At the special session chaired by His Majesty the King “Unity and diversity of Spanish. Tradition and the challenge of artificial intelligence”, Telefónica, together with Microsoft, Google, Amazon and Meta, have unveiled the progress made in the LEIA initiative whose aim is to help machines speak correct Spanish and ensure that the rules, drawn up by the Royal Spanish Academy (RAE, by its acronym in Spanish), are respected by the AI tools in support of the generation and understanding of the language.
Committed to the Spanish language
Ángel Vilá, Chief Operating Officer at Telefónica, gave an overview at the event of all the advances made by Telefónica to promote the proper use of Spanish in home products and services, such as the RAE Living App on Movistar Plus+ to consult definitions or learn more about the language, and the RAE game available on the Movistar Home device. As a novelty, he presented the prototype LEIA-X, a extension for Chrome browsers that uses artificial intelligence to improve the understanding of Spanish. This tool highlights the most appropriate meaning of a selected word according to the context. It uses an AI model that has been trained with more than 70,000 examples from various RAE dictionaries.
This functionality is especially useful for the more than 100 million non-native Spanish speakers. In addition, using automatic translation APIs, it is capable of providing a response in any language, always aimed at improving the user’s understanding of Spanish.
LEIA-X responds to the need of improving reading comprehension in a web browser on a laptop, an e-book or simply a mobile phone. Today, all readers have access to a “look up” or “define” feature that allows them to select a word and automatically open a dictionary window with its corresponding entry. From there, as readers, we have to navigate through all the meanings to find the one that fits best; a task that distracts from reading, especially on small screens or devices that are not particularly fast. LEIA-X uses AI to provide an exact definition of a word according to its context, making it much easier to read.
How LEIA-X works
The extension is based on an AI model trained specifically with Spanish text (namely the BETO model, trained by the University of Chile) to solve a problem that does not require huge large language models (LLMs) such as GPT3 or 4: the disambiguation of the meaning of a word.
The original model (BETO) is trained, by the University of Chile, on a task known as “fill the mask”, which consists of, given a phrase, masking a word and asking the model to try to predict which word is the best fit. This method of machine learning is called “self-supervised”. By doing this a sufficient number of times, the model is able to extrapolate which words are related to the context in the phrase or what is, for example, the sentiment of the phrase, or when a verb or noun is required. In short, the AI model learns to extract knowledge or correlations between the words that make up a phrase.
To disambiguate a word in Spanish, you have to use the context where the word appears. To give an example, the Spanish word “banco” (“bank” or “bench” in English) takes on different meanings depending on the context:
“I have gone to the bank to make a deposit”
Or if we say:
“I’m sitting on a bench reading a book”
While people do this process automatically and almost unconsciously, it is really complex for an algorithm to know which of the definitions of the word “banco” is being referred to in each case. The only way to know this is to understand each of the words and how they relate to each other in a given context.

» **Information provided**:
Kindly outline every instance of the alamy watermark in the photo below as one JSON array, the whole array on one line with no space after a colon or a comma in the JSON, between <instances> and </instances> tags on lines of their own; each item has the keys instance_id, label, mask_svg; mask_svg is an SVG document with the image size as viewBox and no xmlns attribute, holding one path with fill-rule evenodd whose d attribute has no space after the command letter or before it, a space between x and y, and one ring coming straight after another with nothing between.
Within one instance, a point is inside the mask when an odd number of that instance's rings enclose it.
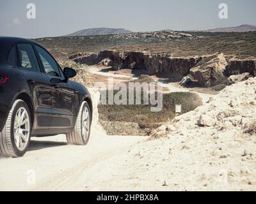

» **Problem set**:
**a.** In the LEIA-X article, translate this sentence into Spanish: "This tool highlights the most appropriate meaning of a selected word according to the context."
**b.** Carry on the LEIA-X article from its final sentence onward, ignoring the data.

» **Exercise responses**:
**a.** Esta herramienta resalta el significado más adecuado de una palabra seleccionada según el contexto.

**b.**
Based on the BETO model, LEIA-X has been trained with a corpus of positive and negative examples of words with their meanings in the following way: given a word and a phrase, e.g. the word “banco” (“bank” or “bench” in English) and the sentence:
“I have gone to the bank to make a deposit”
The model, during the automatic learning process, takes as input the different definitions of the word “banco”; including, according to the RAE dictionary:
- Seat, with or without backrest, on which two or more people can sit.
- A company engaged in financing operations with money from its shareholders and customer deposits.
In order to build the LEIA-X training corpus, each sentence and target word has been automatically labelled by its correct meaning and positive examples, or an incorrect one and negative use examples.
The examples in the corpus will eventually take the following form:
- I have gone to the “bank” to make a deposit [SEP] where “bank” means: Seat, with or without backrest, on which two or more people can sit. [incorrect]
- I have gone to the “bank” to make a deposit [SEP] where “bank” means: A company engaged in financing operations with money from its shareholders and customer deposits. [correct]
In this way, a corpus of more than 70,000 examples has been constructed based on various dictionaries provided by the RAE. In the Student’s Dictionary, each meaning or definition of an entry has a positive example, the correct meaning. To complement this corpus, we have also taken advantage of the Spanish Language Dictionary (DLE, by its acronym in Spanish), in which approximately 15% of its meanings have examples of use. Thanks to the corpus generated, the BETO model has been adapted by incorporating disambiguation capabilities.
Once trained, the LEIA-X model is able to assign to each of the word-sentence pairs the confidence or probability that a particular meaning is the correct one. In the case of the example with the Spanish word “banco”, for the first sentence, the model would assign a level of probability close to 0% and for the second sentence a level of confidence close to 100%, showing the latter as the most likely meaning. It has therefore succeeded in disambiguating the word.